Data extracted from a collection:
--*--
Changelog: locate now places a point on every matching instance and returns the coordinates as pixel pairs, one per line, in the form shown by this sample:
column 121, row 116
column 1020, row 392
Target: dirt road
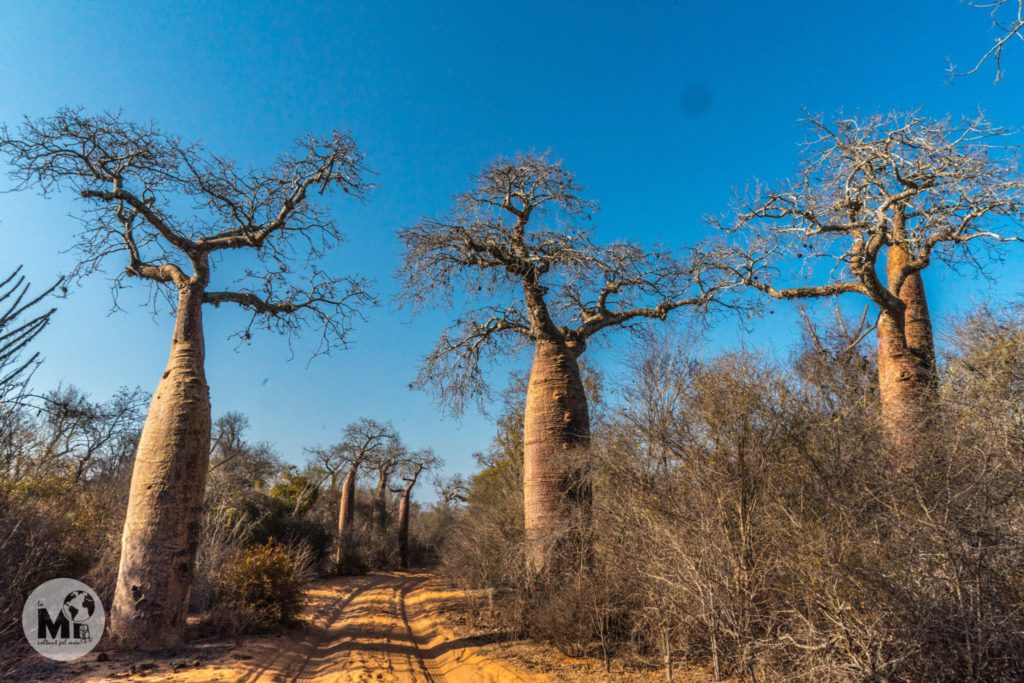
column 380, row 628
--*--
> [What you are asked to do]:
Report every line of the material above that contains the string "column", treating uppercase and lowercase letters as distinct.

> [Exercise response]:
column 121, row 116
column 1020, row 392
column 380, row 628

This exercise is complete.